En premier lieu, ce sujet vide est supprimé en tant que sujet parlant. Robbe-Grillet a réussi à supprimer le sujet-narrateur (sujet de l’énonciation) ainsi que celui de l’énoncé. D’une part, le « je » narrateur, auquel on pense  parce que le récit est raconté d’un point de vue très subjectif,  n’apparaît pas du tout et devenant par là un « je-néant », un je sans je, ce qui donne à l’histoire un caractère particulièrement objectif. La narration  de La Jalousie constitue un discours sans destinataire. Le narrateur ne s’adresse à personne, il ne vise pas à persuader, à éclairer l’histoire, ni à convaincre lui-même. Mais ce narrateur néant se parle-t-il à lui-même, communique-t-il avec lui-même ? Si oui, le roman se transforme en communication de soi à soi, et dans ce cas, il est incontestable qu’il s’achève dans son manque de finalité et dans sa subjectivité parfaite. Il est impossible de nier que tout le récit prend l’allure d’un monologue intérieur avec les interrogations, les questions sans réponse. Et d’autre part pour supprimer radicalement le sujet de l’énoncé, l’auteur a utilisé un procédé que j’appellerais la narrativisation du dialogue[8]. Cette façon de narrativiser le dialogue contribue effectivement à réduire à néant le sujet en gardant toujours ses traces pour qu’il soit toujours là, invisible mais consistant entre les lignes.

Consigne
D'après le texte sur La Jalousie, quel procédé Robbe-Grillet utilise-t-il pour supprimer radicalement le sujet de l'énoncé ? Appuyez-vous uniquement sur le texte source.

Lignes extraites

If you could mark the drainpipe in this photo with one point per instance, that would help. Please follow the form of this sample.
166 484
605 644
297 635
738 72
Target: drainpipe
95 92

==

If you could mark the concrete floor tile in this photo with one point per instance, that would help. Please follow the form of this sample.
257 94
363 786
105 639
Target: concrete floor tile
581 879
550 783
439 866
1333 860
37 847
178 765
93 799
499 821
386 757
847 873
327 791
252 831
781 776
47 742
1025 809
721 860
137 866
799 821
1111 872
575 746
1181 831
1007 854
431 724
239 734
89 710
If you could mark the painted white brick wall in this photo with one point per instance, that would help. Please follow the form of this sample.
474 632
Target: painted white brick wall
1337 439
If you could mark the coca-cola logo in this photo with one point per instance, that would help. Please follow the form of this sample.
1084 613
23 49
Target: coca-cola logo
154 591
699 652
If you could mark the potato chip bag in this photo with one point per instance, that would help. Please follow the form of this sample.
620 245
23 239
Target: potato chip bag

Résultat attendu
La narrativisation du dialogue.